— START Data for this task —

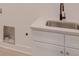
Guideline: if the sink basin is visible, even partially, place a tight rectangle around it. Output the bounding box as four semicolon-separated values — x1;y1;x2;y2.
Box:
46;21;79;30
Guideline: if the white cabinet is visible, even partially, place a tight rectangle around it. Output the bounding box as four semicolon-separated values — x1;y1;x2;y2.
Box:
65;35;79;49
32;41;64;56
32;30;64;46
32;30;79;56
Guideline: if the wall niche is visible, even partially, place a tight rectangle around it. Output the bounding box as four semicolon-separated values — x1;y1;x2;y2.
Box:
3;26;15;44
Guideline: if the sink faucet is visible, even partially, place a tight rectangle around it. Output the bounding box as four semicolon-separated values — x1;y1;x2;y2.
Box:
60;3;66;21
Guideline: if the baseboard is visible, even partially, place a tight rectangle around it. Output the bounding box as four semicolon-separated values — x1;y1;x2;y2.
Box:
0;42;32;55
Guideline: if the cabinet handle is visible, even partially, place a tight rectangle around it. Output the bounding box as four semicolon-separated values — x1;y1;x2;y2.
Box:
66;52;69;56
60;51;63;54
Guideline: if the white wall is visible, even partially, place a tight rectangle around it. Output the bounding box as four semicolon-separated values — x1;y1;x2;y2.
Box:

— END Data for this task —

• **Short exercise**:
Copy out all of these records word for word, leaving out the pictures.

• **Solution to this task**:
Guideline: if the sink basin is visible, even partially, place a tight rectangle around it. Output the bounding box as four semicolon-separated values — x1;y1;x2;y2.
Box:
46;21;79;30
Guideline: if the white cabinet is visible, even partially, place a tight rectangle around it. Output the bounding box as four semicolon-separated values — x1;y1;x2;y2.
Box:
65;35;79;49
32;41;64;56
32;30;64;46
32;30;79;56
Guideline: if the wall niche is visible, even partially, place a tight rectangle around it. Output the bounding box as four semicolon-separated values — x1;y1;x2;y2.
Box:
3;26;15;44
Guideline: if the sink faucet is visible, even partially, place a tight rectangle around it. Output the bounding box as four semicolon-separated values — x1;y1;x2;y2.
Box:
60;3;66;21
Guideline: if the baseboard is visible, even partially, place a tight rectangle around it. Output the bounding box as four semicolon-separated values — x1;y1;x2;y2.
Box:
0;42;32;55
Guideline: if the cabinet handle is visible, even partially, place a tight rectangle around it. Output the bounding box as four semicolon-separated values — x1;y1;x2;y2.
Box:
66;52;69;56
60;51;63;54
Guideline: if the white wall is visible, even partially, place a tight rectangle around it. Output the bounding box as four semicolon-separated values — x1;y1;x2;y2.
Box:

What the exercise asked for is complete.